### Text passage

So what I can say is, our organization has responded to the challenge that literally we laid down last year that we want more opportunities, more exploration, and quite frankly, we probably have more than we can fund right now.

Thomas E. Jorden - Cimarex Energy Co.

Yes, Drew, I am very clear with John on what I am looking for. I want opportunities that offer outstanding returns, little risk with very cheap entry cost, and that seems reasonable to me to ask for that.

Joseph R. Albi - Cimarex Energy Co.

Yes.

John Lambuth - Cimarex Energy Co.

And take away from...

Joseph R. Albi - Cimarex Energy Co.

Yes. Yes, and would take away.

John Lambuth - Cimarex Energy Co.

Yes.

Drew E. Venker - Morgan Stanley & Co. LLC

I think we all are. So, if you happened to have find the Holy Grail, would you be open to I guess what somebody will call cutting the tails and selling off some of your inventory you wouldn't get to for 20 years?

Thomas E. Jorden - Cimarex Energy Co.

######
### Extracted data

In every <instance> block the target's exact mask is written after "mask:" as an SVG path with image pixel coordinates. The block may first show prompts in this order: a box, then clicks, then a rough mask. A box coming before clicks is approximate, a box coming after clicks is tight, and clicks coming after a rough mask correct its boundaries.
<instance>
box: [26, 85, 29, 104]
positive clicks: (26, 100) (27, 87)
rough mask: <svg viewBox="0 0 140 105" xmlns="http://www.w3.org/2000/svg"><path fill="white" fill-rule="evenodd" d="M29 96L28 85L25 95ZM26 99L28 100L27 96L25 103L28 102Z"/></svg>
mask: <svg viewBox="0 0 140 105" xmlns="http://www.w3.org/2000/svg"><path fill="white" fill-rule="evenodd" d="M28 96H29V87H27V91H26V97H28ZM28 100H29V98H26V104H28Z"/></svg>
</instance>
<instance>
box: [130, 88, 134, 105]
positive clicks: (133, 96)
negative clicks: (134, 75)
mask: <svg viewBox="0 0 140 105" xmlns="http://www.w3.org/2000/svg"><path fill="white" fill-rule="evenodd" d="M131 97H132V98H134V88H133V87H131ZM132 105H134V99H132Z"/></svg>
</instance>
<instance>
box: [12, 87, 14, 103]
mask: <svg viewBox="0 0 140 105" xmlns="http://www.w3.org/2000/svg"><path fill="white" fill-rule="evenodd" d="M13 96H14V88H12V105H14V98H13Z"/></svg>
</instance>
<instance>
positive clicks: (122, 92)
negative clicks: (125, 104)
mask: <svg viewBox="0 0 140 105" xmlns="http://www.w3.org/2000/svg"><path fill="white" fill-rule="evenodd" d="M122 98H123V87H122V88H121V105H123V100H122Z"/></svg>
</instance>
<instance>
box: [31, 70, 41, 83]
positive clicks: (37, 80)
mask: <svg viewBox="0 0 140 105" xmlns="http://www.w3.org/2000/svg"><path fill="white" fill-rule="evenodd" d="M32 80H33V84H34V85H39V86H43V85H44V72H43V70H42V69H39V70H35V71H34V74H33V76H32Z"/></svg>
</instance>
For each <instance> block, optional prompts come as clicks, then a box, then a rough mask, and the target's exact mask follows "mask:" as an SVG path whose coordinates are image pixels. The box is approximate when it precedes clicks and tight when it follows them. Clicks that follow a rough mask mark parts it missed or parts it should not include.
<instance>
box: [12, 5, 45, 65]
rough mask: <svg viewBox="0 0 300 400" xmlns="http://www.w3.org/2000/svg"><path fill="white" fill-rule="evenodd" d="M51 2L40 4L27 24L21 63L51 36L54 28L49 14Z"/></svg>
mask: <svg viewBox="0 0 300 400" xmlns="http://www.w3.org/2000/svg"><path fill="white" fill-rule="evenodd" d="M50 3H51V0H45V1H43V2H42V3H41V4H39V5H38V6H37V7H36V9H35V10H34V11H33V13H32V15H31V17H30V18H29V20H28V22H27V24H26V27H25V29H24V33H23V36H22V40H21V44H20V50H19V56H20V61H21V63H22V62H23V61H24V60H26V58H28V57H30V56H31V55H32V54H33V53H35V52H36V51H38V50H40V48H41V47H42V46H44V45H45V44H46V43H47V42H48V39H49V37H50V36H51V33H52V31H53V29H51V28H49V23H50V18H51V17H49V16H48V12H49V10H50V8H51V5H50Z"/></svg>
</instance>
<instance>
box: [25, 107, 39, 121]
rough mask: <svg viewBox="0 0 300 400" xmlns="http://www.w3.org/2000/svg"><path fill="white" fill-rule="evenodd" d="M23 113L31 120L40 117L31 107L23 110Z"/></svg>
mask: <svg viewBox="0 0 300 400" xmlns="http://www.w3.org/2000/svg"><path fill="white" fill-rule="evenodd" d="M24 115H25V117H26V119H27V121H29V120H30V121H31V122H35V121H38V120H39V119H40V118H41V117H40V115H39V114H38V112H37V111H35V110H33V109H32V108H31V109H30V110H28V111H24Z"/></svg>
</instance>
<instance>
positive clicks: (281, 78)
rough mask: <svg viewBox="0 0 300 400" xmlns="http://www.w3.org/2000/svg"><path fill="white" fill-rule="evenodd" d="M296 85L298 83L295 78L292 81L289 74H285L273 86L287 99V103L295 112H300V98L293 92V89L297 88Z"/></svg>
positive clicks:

######

■ Task requirements
Edit the portion of the call transcript starting at "I think we all" and ending at "for 20 years?", substituting "perfect asset" for "Holy Grail". The collected data is not required for this work.

■ Task solution
I think we all are. So, if you happened to have find the perfect asset, would you be open to I guess what somebody will call cutting the tails and selling off some of your inventory you wouldn't get to for 20 years?